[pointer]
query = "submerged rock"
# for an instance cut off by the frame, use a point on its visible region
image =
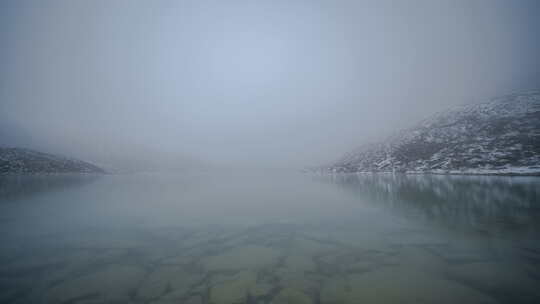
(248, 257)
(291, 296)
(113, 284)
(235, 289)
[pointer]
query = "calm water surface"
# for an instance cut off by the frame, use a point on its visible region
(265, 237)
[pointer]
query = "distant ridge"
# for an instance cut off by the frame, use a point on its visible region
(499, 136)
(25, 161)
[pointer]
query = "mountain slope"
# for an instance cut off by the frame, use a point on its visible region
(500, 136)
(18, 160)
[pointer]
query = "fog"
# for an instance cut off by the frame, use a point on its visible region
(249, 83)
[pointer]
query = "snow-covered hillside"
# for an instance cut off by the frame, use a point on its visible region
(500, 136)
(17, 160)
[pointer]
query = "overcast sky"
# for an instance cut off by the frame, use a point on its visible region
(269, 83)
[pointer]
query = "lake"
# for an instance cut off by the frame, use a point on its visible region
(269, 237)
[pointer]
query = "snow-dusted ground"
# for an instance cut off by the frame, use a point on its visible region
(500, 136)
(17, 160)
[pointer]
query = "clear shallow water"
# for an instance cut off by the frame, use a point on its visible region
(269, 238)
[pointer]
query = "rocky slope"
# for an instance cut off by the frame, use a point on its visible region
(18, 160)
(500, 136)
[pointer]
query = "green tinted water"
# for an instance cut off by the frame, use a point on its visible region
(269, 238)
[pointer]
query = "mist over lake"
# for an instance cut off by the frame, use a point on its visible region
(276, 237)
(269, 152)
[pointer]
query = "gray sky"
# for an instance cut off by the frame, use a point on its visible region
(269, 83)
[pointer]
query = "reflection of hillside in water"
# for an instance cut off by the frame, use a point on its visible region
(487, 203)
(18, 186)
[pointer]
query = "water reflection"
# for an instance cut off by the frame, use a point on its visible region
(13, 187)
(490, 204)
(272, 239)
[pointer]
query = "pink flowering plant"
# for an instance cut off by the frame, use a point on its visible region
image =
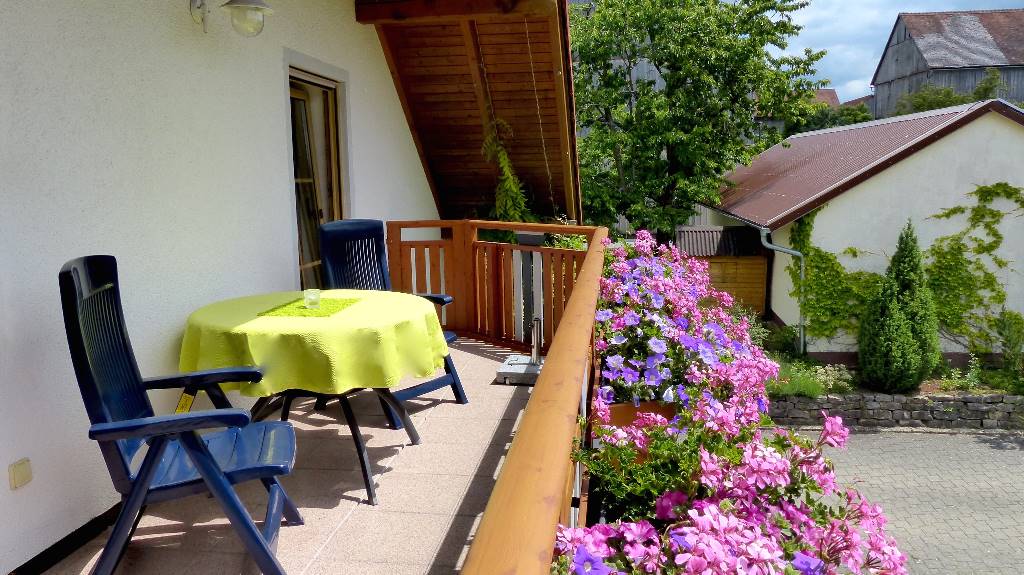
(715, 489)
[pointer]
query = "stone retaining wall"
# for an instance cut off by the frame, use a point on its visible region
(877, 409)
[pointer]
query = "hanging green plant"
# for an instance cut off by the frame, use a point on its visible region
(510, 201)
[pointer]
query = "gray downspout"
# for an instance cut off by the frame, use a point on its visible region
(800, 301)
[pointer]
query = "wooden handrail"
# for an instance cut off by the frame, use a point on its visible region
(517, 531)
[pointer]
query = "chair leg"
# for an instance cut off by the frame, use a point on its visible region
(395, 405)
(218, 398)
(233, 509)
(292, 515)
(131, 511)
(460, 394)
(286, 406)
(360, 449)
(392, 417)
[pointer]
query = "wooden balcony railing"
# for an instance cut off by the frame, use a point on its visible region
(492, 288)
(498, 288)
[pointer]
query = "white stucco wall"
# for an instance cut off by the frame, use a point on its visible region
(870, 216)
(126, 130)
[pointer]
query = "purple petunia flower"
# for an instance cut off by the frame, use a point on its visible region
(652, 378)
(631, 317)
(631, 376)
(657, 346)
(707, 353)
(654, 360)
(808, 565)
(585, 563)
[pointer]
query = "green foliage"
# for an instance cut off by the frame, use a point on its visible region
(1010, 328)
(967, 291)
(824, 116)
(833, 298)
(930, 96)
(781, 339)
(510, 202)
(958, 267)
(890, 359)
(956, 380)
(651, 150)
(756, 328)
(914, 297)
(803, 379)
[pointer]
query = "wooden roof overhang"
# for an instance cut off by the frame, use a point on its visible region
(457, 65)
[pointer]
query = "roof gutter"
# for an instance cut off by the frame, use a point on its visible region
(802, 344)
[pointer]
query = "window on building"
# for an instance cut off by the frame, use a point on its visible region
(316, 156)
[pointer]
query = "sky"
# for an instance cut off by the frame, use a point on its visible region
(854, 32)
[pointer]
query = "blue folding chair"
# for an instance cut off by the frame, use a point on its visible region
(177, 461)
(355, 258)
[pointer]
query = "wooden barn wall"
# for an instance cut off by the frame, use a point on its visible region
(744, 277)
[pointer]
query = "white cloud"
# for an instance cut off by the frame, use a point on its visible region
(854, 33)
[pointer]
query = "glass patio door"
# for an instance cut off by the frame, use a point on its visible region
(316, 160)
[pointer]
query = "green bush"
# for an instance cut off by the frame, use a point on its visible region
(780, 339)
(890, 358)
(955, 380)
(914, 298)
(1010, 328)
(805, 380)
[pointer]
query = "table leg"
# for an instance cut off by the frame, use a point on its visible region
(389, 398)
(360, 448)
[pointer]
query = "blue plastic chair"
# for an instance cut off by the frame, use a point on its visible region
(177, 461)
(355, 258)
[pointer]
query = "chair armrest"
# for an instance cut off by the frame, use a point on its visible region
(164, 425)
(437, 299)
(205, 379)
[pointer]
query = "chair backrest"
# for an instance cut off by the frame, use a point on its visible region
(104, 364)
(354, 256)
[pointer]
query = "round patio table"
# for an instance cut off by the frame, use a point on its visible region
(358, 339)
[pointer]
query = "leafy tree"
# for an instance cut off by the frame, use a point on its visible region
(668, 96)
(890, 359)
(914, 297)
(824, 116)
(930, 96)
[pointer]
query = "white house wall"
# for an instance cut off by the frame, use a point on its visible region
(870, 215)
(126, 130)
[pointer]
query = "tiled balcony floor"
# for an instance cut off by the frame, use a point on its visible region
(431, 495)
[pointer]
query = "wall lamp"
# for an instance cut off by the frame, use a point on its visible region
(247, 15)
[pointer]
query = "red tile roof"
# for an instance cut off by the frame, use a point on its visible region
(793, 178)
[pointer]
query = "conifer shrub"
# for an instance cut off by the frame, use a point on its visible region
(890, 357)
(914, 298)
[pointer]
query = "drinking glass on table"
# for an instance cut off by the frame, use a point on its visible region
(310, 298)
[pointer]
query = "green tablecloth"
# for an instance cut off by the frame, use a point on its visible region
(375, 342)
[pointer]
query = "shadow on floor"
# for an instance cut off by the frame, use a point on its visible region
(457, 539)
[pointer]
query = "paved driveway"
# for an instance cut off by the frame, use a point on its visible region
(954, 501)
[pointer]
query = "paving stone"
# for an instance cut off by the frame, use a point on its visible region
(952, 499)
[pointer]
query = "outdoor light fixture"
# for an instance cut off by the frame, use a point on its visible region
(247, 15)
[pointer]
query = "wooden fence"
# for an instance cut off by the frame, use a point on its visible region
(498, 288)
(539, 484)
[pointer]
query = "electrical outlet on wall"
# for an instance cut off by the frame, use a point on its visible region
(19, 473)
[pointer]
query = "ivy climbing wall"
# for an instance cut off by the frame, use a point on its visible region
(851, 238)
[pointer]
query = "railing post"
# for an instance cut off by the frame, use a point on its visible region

---

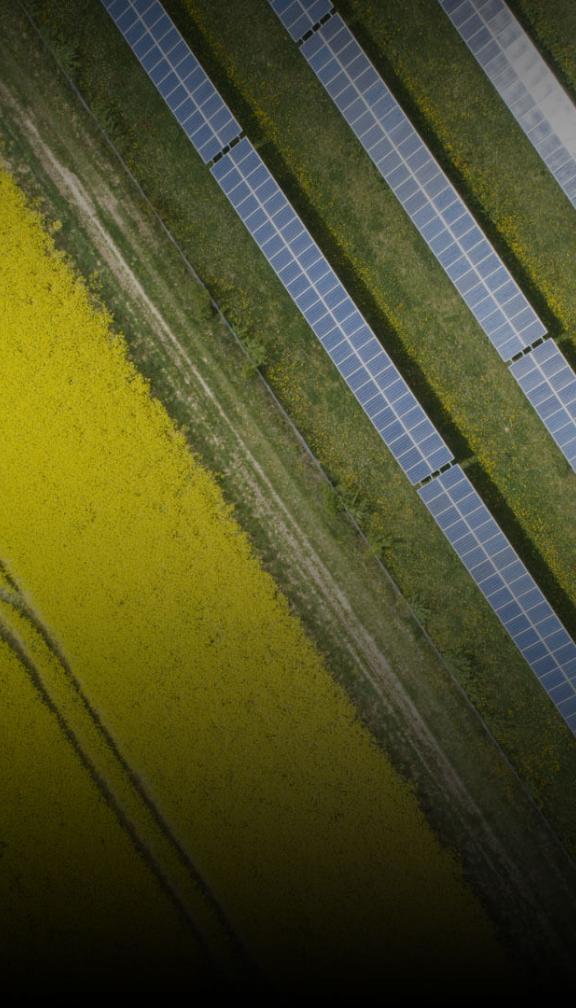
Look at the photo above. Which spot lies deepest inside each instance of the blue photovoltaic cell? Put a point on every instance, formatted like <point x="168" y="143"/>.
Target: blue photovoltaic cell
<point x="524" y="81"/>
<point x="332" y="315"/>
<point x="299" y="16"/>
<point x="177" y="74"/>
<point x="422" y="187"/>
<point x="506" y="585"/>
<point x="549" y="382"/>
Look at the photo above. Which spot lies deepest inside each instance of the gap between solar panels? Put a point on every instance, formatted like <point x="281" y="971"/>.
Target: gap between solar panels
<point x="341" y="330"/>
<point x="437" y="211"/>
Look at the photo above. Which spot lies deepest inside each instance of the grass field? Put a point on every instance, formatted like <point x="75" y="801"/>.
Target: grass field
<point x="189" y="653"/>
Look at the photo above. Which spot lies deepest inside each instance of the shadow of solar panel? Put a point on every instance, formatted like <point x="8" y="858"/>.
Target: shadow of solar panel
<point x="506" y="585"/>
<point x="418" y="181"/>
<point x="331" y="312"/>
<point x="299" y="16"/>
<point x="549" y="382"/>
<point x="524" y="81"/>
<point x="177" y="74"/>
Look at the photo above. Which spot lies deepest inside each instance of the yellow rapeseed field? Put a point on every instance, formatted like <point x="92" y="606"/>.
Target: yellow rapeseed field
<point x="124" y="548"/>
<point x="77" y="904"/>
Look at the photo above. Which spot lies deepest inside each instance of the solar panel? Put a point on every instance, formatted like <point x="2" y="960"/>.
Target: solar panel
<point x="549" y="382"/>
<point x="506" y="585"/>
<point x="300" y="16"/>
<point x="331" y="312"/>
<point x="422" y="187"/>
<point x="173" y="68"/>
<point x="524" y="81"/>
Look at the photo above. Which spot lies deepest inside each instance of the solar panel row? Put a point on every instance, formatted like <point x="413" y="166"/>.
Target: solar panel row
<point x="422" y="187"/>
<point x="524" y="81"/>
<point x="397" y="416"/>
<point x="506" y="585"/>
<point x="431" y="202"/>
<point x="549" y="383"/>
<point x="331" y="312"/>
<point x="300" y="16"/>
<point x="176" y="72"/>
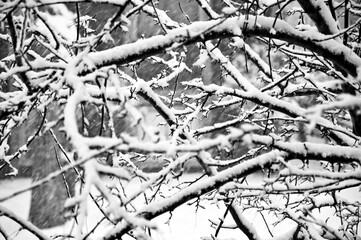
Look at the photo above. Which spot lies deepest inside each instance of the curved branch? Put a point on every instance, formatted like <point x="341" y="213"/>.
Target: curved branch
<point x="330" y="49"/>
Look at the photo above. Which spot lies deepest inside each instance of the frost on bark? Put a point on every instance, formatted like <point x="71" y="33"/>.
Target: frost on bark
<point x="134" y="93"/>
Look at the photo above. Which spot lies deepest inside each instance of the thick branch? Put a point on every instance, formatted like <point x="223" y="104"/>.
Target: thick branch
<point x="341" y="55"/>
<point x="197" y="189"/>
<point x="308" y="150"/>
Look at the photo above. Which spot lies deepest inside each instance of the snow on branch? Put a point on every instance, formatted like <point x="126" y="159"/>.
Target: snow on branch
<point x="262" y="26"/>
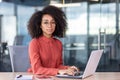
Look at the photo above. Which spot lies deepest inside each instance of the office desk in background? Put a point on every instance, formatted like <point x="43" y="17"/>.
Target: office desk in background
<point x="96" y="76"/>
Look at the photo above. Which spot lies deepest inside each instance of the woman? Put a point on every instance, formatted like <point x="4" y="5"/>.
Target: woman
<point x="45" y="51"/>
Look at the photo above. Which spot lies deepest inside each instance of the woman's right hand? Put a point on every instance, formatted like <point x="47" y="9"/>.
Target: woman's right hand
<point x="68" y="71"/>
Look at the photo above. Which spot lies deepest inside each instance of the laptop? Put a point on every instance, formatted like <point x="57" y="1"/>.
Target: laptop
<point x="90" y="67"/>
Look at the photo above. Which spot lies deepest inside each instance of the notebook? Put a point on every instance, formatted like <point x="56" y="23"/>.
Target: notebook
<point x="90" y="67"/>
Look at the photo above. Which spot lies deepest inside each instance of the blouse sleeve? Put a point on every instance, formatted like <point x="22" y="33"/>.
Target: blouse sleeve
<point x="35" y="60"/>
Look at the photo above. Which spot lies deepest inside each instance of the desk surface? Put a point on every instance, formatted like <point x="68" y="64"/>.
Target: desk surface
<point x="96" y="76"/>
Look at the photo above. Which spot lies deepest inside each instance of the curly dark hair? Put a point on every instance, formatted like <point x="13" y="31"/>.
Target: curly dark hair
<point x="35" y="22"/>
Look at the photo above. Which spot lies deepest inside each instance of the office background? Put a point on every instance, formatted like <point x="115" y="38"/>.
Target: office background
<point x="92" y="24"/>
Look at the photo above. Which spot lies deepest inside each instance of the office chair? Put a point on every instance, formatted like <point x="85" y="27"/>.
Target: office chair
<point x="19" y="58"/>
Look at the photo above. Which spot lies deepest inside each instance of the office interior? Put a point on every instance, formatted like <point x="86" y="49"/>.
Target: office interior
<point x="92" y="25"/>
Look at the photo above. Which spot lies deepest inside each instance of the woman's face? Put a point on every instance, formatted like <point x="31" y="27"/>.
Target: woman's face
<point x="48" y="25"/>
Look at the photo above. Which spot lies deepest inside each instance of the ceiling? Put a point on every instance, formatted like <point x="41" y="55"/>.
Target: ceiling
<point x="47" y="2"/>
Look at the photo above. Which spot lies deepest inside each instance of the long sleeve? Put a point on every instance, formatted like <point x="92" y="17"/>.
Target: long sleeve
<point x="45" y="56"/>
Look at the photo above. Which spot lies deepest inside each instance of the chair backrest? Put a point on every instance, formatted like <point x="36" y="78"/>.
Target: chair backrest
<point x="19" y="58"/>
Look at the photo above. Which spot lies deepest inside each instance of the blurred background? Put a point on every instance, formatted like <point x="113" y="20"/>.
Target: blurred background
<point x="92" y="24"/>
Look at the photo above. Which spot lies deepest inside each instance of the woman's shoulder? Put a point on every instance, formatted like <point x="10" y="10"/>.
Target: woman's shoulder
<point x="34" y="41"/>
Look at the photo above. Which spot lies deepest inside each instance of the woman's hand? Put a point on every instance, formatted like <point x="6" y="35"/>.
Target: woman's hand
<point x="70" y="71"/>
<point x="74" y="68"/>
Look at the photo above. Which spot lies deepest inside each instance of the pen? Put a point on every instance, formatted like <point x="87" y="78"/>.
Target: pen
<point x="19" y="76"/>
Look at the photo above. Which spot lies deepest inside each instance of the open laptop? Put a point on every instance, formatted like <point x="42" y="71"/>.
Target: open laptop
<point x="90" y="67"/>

WHAT YOU SHOULD DO: Pick out every line in the listing above that contains the string "reflection" and copy each one.

RESULT BELOW:
query = "reflection of hillside in water"
query = "water reflection"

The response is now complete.